#### GIVEN DATA
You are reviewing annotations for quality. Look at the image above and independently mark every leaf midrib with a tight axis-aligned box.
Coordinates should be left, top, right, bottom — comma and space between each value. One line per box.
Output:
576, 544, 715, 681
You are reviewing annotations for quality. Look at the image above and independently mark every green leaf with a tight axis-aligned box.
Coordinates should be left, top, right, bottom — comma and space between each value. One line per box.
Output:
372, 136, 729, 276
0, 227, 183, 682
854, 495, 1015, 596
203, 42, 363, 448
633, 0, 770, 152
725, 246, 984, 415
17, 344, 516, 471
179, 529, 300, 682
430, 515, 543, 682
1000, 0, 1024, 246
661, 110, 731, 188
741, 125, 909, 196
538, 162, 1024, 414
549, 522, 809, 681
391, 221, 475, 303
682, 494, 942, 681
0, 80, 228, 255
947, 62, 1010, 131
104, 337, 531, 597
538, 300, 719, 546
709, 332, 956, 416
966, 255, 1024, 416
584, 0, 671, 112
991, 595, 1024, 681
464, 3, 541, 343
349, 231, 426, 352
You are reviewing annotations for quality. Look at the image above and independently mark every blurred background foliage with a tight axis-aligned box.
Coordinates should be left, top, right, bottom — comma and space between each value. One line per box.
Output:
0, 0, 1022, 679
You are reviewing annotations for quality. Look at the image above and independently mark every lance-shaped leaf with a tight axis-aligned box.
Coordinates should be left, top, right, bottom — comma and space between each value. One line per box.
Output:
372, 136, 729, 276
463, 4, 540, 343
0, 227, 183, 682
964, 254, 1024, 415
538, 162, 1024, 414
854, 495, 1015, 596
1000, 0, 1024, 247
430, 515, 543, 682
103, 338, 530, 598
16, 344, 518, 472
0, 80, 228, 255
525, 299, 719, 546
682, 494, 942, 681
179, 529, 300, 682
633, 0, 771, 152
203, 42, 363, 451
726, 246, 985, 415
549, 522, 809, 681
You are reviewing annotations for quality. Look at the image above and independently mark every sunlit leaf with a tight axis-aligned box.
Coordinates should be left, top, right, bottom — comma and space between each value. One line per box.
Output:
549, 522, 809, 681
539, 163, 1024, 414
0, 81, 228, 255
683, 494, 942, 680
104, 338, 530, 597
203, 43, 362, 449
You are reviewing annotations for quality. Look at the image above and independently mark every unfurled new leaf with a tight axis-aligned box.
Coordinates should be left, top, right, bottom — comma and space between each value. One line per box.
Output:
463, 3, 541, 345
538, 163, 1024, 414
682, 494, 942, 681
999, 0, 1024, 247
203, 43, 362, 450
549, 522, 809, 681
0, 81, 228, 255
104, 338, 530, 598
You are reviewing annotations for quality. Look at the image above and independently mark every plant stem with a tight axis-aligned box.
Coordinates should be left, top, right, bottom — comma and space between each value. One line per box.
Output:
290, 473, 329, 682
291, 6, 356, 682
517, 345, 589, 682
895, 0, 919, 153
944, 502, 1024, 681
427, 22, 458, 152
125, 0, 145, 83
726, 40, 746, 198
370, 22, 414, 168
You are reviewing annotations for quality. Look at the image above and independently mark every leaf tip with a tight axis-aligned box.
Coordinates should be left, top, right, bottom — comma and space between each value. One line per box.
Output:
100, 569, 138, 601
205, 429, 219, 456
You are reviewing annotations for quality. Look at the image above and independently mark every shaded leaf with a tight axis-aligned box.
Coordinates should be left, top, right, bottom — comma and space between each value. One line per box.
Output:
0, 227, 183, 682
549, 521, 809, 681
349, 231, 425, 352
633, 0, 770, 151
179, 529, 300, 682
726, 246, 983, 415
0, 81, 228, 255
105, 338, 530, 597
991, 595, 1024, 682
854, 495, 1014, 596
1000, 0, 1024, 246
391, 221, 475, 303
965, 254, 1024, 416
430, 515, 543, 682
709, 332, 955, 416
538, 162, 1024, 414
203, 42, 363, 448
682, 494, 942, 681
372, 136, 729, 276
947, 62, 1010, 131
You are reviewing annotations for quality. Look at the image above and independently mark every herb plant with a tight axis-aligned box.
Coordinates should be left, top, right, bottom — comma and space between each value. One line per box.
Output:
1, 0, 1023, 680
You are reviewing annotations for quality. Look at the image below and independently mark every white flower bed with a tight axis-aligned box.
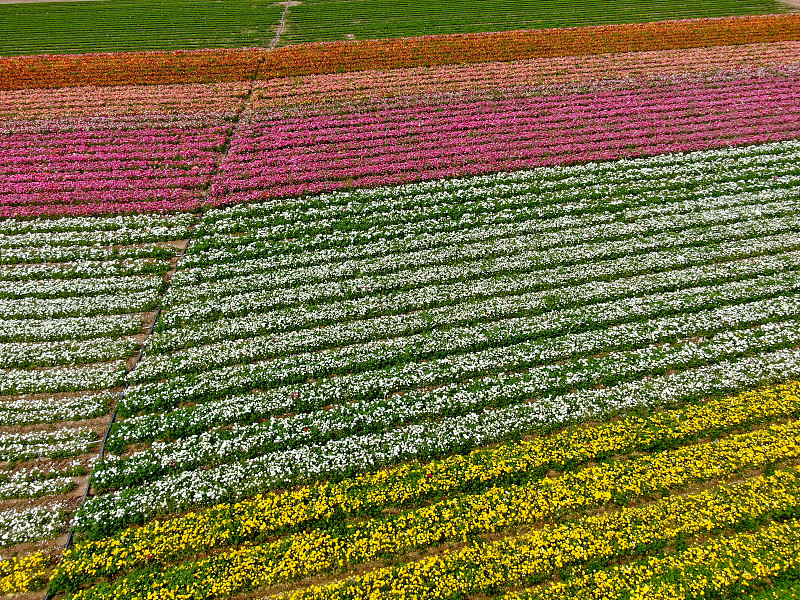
########
__DIRECTIONS FOR THIS TASK__.
The string "plant": state how many lines above contain it, giving nothing but the number.

__WRITTEN SOLUTION__.
2